> [TASK STATEMENT]
The listing below should be written out exactly; please include all of it.

══════════════════════════════

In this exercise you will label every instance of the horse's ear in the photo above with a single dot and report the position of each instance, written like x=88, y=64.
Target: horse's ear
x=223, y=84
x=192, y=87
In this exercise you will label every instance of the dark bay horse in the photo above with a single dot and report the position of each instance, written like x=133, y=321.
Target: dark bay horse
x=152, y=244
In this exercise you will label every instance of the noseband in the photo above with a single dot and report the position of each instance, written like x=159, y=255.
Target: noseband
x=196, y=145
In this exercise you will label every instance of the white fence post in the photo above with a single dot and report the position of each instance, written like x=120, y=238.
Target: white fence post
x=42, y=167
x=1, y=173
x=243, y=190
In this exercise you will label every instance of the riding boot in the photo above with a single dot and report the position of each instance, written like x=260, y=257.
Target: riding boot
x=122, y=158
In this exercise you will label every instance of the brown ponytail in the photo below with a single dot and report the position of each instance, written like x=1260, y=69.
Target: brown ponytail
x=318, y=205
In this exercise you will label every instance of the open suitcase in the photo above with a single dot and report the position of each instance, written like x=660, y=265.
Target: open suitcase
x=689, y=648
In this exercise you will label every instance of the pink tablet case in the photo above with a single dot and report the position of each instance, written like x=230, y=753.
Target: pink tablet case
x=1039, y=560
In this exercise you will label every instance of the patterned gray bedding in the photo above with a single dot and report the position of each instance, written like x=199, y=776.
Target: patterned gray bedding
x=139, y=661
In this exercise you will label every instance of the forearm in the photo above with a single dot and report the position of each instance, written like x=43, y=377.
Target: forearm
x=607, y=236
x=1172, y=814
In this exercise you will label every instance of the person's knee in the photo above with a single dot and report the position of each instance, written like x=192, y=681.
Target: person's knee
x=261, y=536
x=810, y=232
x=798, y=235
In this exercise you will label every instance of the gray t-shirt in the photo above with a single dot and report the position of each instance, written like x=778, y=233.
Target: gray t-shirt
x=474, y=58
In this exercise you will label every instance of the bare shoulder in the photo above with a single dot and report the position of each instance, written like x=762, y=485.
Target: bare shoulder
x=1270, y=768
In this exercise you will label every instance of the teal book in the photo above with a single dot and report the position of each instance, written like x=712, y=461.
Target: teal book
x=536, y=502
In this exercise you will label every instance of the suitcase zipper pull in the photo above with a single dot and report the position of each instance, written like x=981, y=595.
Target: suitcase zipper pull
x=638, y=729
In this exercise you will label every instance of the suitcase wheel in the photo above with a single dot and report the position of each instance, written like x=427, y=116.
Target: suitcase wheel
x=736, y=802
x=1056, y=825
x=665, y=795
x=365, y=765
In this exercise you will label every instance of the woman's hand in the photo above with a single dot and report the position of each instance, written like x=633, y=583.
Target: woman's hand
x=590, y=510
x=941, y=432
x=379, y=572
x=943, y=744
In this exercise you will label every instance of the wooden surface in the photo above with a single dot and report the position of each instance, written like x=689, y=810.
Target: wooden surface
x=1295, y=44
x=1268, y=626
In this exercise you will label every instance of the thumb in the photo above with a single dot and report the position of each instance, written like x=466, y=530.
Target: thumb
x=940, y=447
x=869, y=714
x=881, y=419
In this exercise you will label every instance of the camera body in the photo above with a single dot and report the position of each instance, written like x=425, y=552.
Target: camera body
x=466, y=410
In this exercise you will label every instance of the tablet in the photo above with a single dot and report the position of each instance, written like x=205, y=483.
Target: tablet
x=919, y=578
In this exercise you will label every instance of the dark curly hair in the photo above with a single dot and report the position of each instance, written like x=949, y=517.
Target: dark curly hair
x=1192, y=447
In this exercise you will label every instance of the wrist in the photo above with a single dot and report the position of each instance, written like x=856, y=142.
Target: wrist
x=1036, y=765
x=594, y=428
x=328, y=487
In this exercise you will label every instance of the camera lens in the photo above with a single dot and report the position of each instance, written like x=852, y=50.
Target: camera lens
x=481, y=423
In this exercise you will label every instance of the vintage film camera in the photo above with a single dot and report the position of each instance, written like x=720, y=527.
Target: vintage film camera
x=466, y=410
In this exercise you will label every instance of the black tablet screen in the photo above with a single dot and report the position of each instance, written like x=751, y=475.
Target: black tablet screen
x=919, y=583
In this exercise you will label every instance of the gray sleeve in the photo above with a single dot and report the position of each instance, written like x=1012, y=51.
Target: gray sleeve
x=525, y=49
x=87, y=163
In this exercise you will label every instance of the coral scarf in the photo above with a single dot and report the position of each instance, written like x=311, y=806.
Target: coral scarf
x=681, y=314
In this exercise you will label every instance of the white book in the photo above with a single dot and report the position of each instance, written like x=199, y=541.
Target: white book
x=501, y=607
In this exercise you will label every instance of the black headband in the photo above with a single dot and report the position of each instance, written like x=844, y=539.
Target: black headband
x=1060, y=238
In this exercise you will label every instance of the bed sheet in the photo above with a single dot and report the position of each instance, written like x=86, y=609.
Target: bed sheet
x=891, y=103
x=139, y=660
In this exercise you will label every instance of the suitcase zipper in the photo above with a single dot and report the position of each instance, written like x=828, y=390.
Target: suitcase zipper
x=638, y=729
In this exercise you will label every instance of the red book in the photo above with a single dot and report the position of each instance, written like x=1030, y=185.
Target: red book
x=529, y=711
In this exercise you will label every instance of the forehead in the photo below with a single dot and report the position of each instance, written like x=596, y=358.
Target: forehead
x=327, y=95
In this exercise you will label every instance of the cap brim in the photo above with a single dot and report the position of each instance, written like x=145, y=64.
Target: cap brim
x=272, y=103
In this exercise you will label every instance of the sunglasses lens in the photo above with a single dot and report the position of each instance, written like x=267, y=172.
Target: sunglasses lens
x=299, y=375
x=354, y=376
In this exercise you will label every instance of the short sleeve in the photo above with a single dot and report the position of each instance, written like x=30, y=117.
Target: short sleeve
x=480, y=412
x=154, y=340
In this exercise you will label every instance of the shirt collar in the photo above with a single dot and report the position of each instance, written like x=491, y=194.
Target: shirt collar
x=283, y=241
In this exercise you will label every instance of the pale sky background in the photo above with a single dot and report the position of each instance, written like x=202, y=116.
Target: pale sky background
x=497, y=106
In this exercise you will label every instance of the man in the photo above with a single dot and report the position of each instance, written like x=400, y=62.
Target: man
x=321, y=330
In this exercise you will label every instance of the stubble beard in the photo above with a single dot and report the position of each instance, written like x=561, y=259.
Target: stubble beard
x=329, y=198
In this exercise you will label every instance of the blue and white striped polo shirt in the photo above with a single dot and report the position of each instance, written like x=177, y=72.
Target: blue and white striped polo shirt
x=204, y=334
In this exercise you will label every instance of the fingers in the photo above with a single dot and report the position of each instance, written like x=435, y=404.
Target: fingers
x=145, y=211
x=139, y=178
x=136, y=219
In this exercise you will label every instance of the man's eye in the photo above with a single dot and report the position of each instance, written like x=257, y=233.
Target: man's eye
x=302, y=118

══════════════════════════════

> [EXERCISE RESPONSE]
In this exercise you will label every instance of the horse's ear in the photo above with a single dot and report the position of each instance, written like x=88, y=64.
Target: horse's ear
x=223, y=84
x=192, y=87
In this exercise you will label every instance of the dark bay horse in the photo above with a single dot and report the position of each instance, written like x=133, y=321.
Target: dark bay horse
x=152, y=244
In this exercise you will label every instance of the noseband in the photo above with a single dot and report the position of each instance, written like x=159, y=255.
Target: noseband
x=196, y=145
In this exercise you will label every instance of the white fence post in the photo above with a single dot and report the position of each instance, written like x=120, y=238.
Target: white fence post
x=42, y=167
x=1, y=173
x=243, y=190
In this exercise you will label every instance of the riding boot in the photo above with a single dot and report the position of each instance, written like x=260, y=257.
Target: riding boot
x=122, y=158
In this exercise you will label every instance of the brown ponytail in the photo below with a single dot and report the position of each instance, written like x=1260, y=69.
Target: brown ponytail
x=318, y=205
In this exercise you will label every instance of the open suitcase in the photo above with a single dot and report the position of each instance, written like x=660, y=265.
Target: open suitcase
x=689, y=648
In this exercise you will label every instance of the pink tablet case in the photo above with a single dot and report the position of each instance, written like x=230, y=753.
Target: pink tablet case
x=1039, y=560
In this exercise you will label every instance of the patterned gray bedding in the photo above with a single dot and report the position of each instance, written like x=199, y=776.
Target: patterned gray bedding
x=139, y=661
In this exercise you will label every instance of the forearm in the photo above with a single dot and report the position of each instance, written like x=43, y=377.
Target: forearm
x=607, y=236
x=1172, y=814
In this exercise you will label every instance of the person's knee in the photo above with a single dot and report the position of each instance, written like x=192, y=681.
Target: person's knee
x=261, y=536
x=810, y=232
x=798, y=235
In this exercise you will label every instance of the gray t-shirt in the photo above with a single dot and report the position of each instance, written like x=778, y=233.
Target: gray t-shirt
x=474, y=58
In this exercise you will label every instance of the bare shoulder in the photo above with a single dot and report the position of each instance, written like x=762, y=485.
Target: bare shoulder
x=1270, y=768
In this exercise you will label every instance of the teal book in the photo above with a single dot and report the position of each instance, written like x=712, y=461.
Target: teal book
x=536, y=502
In this exercise you will label every instance of the suitcase zipper pull in the photo above with a single dot and report the position of each instance, written like x=981, y=595.
Target: suitcase zipper pull
x=638, y=729
In this exercise you will label every instance of the suitcase wheel in the photo above with a single dot and report the position of each instance, written like x=427, y=116.
Target: suitcase wheel
x=736, y=802
x=1056, y=825
x=665, y=795
x=365, y=765
In this exercise you will label every instance of the woman's hand in the photo above with a single dot and report the position of each instance, written like x=633, y=583.
Target: woman's hand
x=590, y=510
x=941, y=432
x=379, y=572
x=943, y=744
In this exercise you will label every instance of the wooden surface in the photo above with a single dot and report the position of each instance, written like x=689, y=810.
Target: wooden surface
x=1295, y=44
x=1268, y=626
In this exercise you will label every instance of the thumb in the photo above with a single dot and report the position of each instance, written like x=466, y=530.
Target: thumb
x=940, y=447
x=869, y=714
x=881, y=419
In this exercise you will label every instance of the camera body in the photo above with a single dot and report the position of each instance, written like x=425, y=552.
Target: camera body
x=466, y=410
In this exercise you will label every instance of the tablet in the photo above with a single dot and report the position of each instance, written like x=205, y=483.
Target: tablet
x=919, y=578
In this exercise you will label every instance of the dark curly hair in the photo above with a single dot and report the position of each instance, written like x=949, y=517.
Target: dark curly hair
x=1192, y=447
In this exercise you will label every instance of the wrist in the photo above with a single dot and report the position of each instance, written like x=856, y=142.
Target: wrist
x=1036, y=765
x=594, y=428
x=328, y=487
In this exercise you will label every instance of the camera lens in the photo above with a single dot and report the position of each instance, written like x=852, y=50.
Target: camera lens
x=481, y=423
In this exercise you will label every instance of the vintage film camera in the photo above with a single dot and report the position of each instance, written like x=720, y=527.
Target: vintage film camera
x=466, y=410
In this exercise you will label every instance of the black tablet screen in the photo above with a single dot and report the position of each instance, written like x=751, y=475.
Target: black tablet screen
x=919, y=583
In this exercise you will label every instance of the gray sleeve in the photo above with a single dot and report the position of each instance, written like x=1012, y=51.
Target: gray sleeve
x=525, y=49
x=87, y=163
In this exercise you will label every instance of the coral scarf in the photo above with a single dot and report the position of each instance, written like x=311, y=806.
Target: coral scarf
x=681, y=314
In this exercise you will label every instance of the white book in the photo above with a single dot and report the position of each instance, written like x=199, y=541.
Target: white book
x=501, y=607
In this exercise you will label every instance of the black headband in the photo above with a single dot and report the position of each instance, written like x=844, y=539.
Target: black headband
x=1060, y=238
In this exercise you will label every instance of the bed sheet in the photo above with a single dot and report the position of each instance, written like x=86, y=609.
Target: bed sheet
x=891, y=103
x=139, y=660
In this exercise you will label every instance of the suitcase zipper in the photo above with a single dot and report the position of each instance, written like x=828, y=390.
Target: suitcase zipper
x=638, y=729
In this exercise you will label every instance of the red book in the photo above with a single dot and report the position of each instance, written like x=1030, y=185.
Target: red book
x=529, y=711
In this exercise you will label every instance of the forehead in the photo below with a single dot and report the position of each instance, written like x=596, y=358.
Target: forehead
x=327, y=95
In this exercise you will label every instance of the cap brim in the photo above with a single dot and report the position of each instance, written like x=145, y=64.
Target: cap brim
x=272, y=103
In this exercise you will label every instance of the sunglasses lens in the photo above with a single dot and report the position of each instance, written like x=267, y=172.
Target: sunglasses lens
x=299, y=375
x=354, y=376
In this exercise you will label every instance of the short sleeve in the photo above with a single dot and report the position of each instance, written like x=30, y=117.
Target: short sleeve
x=480, y=412
x=154, y=340
In this exercise you will label every instance of the shirt collar in the photo above with a single dot and report the position of each instance, written like x=491, y=194.
Target: shirt collar
x=283, y=241
In this exercise you will label every instance of the pale sky background in the photo above with a single dot and report the position of each instance, written like x=202, y=116.
Target: pale sky background
x=497, y=106
In this exercise you will label every instance of the man in the photo above with a single dot and report the position of each instance, written like x=400, y=62.
Target: man
x=321, y=330
In this exercise you will label every instance of the stubble beard in the photo above with a single dot and report the position of each instance, written like x=561, y=259.
Target: stubble beard
x=329, y=198
In this exercise you will label every instance of the blue and white striped polo shirt in the photo above with a single dot and report the position of each instance, written like x=177, y=72.
Target: blue and white striped polo shirt
x=204, y=334
In this exercise you will label every instance of the fingers in the photo above with a single dot and report the position of each instance, written like x=435, y=404.
Target: fingers
x=145, y=211
x=139, y=178
x=136, y=219
In this exercise you will label every instance of the man's eye in the photo above with a single dot and report the position of each instance, written like x=257, y=233.
Target: man's eye
x=302, y=118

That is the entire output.